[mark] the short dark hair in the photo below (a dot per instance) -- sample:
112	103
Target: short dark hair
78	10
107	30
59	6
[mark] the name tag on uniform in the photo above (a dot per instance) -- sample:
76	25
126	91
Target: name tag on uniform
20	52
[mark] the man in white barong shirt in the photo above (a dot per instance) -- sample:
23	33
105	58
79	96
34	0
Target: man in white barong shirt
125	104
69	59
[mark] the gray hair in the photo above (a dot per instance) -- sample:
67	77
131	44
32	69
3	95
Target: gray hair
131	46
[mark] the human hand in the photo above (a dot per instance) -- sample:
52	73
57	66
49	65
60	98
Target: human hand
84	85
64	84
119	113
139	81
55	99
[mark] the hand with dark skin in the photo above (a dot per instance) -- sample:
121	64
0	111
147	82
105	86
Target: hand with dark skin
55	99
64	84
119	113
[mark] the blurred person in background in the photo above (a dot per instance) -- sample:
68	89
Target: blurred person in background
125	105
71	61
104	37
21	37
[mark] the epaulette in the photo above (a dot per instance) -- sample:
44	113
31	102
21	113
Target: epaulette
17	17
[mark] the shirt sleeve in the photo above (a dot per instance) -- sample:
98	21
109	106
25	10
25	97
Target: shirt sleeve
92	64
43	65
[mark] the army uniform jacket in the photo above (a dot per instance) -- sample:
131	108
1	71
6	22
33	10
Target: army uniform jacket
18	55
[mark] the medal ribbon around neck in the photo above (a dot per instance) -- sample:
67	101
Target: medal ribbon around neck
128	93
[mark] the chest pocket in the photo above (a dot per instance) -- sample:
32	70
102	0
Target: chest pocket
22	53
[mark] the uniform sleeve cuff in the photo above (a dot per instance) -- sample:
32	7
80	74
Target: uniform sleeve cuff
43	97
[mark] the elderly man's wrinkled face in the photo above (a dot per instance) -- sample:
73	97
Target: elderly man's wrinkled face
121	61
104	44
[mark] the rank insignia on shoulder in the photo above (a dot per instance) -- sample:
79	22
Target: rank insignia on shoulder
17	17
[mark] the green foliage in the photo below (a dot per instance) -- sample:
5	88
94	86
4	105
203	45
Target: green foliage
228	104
|---|
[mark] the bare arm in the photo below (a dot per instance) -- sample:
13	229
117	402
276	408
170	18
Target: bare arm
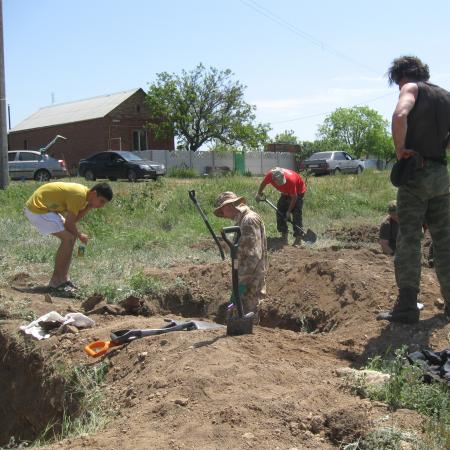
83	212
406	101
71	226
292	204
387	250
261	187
|---|
__REQUIREMENT__:
Wherever a line of the listing above contains the string "below", copy that line.

__SOLUTION FOR THIS EXERCISE__:
[mark] the short dark hair in the photo below (a dot per instance) -- sample:
[mark] the green foliage in the photo below (a dot per instance) -- sample:
[mark] the bare arm in the photo below (a dot per instance) -- sample:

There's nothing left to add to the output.